## Task
The answer must consist only of the lines from the line with "Task: a point for each instance of the fountain, written" to the line with "pixel 612 352", both included, exactly as they stand below.

Stored data entries

+-------+

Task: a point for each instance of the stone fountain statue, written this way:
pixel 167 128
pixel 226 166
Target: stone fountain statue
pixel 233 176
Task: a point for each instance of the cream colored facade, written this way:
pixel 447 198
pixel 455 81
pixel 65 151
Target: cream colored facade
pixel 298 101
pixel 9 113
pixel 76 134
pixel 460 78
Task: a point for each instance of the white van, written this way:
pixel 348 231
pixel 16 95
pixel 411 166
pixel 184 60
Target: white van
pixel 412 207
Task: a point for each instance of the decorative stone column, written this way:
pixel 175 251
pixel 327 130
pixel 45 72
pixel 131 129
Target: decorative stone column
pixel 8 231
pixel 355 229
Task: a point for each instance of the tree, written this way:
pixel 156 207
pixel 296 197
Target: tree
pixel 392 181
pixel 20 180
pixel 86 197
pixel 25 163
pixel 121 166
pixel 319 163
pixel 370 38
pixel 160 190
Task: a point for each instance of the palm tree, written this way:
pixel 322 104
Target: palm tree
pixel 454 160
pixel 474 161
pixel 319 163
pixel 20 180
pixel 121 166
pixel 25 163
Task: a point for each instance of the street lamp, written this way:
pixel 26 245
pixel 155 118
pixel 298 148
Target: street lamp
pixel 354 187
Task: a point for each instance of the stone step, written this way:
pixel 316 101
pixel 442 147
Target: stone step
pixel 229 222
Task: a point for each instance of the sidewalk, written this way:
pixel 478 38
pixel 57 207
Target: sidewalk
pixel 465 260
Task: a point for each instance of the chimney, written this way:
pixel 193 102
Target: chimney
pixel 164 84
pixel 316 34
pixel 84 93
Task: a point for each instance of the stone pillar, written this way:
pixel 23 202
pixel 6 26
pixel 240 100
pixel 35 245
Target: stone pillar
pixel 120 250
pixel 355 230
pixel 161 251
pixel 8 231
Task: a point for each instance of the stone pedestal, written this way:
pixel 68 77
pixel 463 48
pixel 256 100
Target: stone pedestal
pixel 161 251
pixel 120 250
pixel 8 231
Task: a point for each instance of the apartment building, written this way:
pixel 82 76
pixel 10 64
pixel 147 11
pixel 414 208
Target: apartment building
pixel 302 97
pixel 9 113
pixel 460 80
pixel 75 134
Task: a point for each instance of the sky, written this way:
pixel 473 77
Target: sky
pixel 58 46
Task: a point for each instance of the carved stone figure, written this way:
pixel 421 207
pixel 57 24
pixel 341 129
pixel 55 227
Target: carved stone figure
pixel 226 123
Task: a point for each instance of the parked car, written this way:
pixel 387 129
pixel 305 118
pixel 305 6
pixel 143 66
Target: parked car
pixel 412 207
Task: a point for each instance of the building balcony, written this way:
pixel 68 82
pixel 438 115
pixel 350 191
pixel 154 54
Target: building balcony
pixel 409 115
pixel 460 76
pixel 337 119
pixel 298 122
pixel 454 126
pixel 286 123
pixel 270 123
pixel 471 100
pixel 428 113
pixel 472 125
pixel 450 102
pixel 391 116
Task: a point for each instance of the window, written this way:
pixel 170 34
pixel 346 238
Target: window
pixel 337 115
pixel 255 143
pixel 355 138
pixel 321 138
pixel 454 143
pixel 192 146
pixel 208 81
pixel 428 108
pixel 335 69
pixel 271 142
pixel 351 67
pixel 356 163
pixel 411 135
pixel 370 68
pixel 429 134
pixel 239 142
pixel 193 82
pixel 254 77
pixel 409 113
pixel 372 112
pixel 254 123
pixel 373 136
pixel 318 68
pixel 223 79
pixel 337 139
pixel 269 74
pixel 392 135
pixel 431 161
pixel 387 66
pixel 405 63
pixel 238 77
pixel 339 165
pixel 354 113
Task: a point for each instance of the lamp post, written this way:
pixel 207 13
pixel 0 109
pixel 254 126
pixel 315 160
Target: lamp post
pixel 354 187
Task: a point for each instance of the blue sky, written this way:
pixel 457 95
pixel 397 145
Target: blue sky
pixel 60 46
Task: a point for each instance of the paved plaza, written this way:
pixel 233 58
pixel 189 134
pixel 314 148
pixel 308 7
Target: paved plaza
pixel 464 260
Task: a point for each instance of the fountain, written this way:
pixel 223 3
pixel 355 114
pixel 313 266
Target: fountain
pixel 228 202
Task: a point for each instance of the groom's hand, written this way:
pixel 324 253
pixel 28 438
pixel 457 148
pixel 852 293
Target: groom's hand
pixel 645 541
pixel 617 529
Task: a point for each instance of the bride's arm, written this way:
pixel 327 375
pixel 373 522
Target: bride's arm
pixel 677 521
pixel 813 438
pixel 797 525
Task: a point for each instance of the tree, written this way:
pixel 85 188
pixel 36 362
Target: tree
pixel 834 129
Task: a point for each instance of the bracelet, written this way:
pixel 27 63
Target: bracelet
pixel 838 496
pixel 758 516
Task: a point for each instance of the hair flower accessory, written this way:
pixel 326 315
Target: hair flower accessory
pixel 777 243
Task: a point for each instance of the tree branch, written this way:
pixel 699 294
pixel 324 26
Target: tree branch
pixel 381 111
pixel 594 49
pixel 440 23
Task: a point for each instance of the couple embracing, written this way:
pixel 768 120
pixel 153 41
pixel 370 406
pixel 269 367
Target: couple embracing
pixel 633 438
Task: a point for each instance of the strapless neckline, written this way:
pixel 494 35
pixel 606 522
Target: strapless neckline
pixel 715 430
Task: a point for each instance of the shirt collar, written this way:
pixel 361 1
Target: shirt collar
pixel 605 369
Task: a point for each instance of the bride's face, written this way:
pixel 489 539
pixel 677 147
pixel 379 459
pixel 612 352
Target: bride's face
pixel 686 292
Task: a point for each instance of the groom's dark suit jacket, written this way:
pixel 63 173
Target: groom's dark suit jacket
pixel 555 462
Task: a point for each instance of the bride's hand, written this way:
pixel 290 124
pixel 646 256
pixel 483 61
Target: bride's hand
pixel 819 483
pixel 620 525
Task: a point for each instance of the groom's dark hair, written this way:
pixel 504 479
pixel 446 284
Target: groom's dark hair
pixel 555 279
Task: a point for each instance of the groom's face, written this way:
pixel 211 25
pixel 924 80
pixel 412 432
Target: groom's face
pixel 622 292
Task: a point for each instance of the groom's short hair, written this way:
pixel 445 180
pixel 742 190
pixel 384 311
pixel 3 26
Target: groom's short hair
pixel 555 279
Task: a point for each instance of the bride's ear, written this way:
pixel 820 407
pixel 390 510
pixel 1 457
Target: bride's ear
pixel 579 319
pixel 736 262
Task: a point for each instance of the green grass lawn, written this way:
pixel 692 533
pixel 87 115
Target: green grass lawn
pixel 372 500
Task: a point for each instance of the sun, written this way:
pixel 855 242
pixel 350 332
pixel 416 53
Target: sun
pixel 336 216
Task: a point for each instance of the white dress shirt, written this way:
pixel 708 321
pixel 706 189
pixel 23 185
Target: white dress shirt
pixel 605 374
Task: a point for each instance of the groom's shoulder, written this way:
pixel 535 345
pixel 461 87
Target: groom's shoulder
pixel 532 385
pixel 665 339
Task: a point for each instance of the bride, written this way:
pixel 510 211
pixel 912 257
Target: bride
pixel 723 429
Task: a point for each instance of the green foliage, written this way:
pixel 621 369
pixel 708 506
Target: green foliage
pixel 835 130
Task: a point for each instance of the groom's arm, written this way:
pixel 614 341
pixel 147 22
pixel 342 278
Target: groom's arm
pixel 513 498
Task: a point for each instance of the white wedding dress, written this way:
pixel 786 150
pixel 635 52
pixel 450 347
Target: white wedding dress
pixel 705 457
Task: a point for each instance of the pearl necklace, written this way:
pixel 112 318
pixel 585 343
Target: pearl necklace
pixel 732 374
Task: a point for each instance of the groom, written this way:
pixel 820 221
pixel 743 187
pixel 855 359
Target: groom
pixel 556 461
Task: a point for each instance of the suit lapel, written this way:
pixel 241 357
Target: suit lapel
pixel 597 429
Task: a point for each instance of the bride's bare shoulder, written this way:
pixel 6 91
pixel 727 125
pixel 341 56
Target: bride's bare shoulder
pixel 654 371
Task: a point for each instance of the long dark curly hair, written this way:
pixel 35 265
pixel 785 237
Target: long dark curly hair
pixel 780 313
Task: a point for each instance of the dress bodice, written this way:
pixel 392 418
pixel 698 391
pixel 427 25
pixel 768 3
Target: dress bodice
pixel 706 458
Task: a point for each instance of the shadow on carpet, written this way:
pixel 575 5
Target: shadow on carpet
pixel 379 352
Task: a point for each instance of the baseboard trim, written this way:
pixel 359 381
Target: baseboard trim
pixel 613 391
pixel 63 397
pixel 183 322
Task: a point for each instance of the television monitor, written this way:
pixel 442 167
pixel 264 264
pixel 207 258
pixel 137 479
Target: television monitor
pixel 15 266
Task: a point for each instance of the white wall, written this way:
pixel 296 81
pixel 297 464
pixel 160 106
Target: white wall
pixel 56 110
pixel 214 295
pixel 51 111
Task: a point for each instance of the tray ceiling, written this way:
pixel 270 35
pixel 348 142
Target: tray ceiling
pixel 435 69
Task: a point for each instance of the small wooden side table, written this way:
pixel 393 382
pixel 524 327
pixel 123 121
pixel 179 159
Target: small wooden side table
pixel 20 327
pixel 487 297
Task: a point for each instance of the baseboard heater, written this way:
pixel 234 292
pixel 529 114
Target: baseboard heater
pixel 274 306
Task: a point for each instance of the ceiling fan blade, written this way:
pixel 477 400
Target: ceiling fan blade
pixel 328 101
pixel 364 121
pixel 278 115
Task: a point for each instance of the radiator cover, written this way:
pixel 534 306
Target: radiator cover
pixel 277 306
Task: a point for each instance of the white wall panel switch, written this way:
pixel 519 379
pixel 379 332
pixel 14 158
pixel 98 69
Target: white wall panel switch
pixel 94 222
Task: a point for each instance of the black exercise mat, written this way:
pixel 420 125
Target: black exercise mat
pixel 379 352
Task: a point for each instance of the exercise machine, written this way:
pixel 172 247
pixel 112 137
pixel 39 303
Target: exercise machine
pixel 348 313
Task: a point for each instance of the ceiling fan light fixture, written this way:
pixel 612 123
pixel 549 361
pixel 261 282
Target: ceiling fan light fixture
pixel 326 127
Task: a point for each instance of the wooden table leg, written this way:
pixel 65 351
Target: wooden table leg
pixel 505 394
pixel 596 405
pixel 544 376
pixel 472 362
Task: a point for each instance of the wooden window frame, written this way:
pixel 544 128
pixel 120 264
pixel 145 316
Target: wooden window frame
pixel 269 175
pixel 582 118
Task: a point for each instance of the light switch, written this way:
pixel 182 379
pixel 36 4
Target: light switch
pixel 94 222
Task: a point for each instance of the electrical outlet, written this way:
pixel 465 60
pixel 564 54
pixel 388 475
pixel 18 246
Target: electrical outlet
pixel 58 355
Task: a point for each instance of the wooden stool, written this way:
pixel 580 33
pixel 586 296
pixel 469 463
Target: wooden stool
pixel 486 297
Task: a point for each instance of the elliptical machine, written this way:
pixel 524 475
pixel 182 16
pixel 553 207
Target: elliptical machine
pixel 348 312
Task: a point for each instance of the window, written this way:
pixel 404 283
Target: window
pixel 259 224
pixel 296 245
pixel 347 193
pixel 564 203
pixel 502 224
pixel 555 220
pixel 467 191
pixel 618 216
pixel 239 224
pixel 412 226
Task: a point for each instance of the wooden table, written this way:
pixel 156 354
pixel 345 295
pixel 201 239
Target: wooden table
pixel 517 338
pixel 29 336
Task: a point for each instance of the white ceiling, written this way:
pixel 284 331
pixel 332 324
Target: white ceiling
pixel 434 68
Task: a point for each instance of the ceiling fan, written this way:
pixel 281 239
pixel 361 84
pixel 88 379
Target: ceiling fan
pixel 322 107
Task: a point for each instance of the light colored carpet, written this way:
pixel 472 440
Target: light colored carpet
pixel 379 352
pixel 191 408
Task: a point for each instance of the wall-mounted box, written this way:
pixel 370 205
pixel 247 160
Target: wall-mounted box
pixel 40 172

+-------+

## Exercise solution
Task: a point for each instance of the fountain, written this way:
pixel 223 3
pixel 355 114
pixel 313 266
Target: fountain
pixel 228 202
Task: a point for each instance of the groom's hand, written this way:
pixel 324 253
pixel 28 438
pixel 457 148
pixel 852 293
Target: groom's hand
pixel 645 541
pixel 617 529
Task: a point for each instance of the bride's arm, written this way:
pixel 327 375
pixel 373 522
Target: bride's arm
pixel 677 521
pixel 813 438
pixel 797 525
Task: a point for each instance of the tree, written this way:
pixel 85 188
pixel 36 362
Target: tree
pixel 834 129
Task: a point for each instance of the bracelet, written this way:
pixel 27 63
Target: bracelet
pixel 838 496
pixel 758 516
Task: a point for each instance of the hair flower accessory, written this way:
pixel 326 315
Target: hair flower accessory
pixel 777 243
Task: a point for each instance of the tree branch, written this way:
pixel 699 294
pixel 324 26
Target: tree branch
pixel 381 111
pixel 594 49
pixel 440 23
Task: a point for each instance of the couple embracing, written this way:
pixel 768 120
pixel 153 41
pixel 370 406
pixel 269 367
Target: couple embracing
pixel 633 438
Task: a point for each instance of the strapless neckline, written this way:
pixel 494 35
pixel 606 522
Target: strapless neckline
pixel 715 430
Task: a point for each instance of the shirt collar, written this way:
pixel 361 1
Target: shirt collar
pixel 605 369
Task: a point for each instance of the bride's face, written this way:
pixel 489 539
pixel 677 147
pixel 379 459
pixel 612 352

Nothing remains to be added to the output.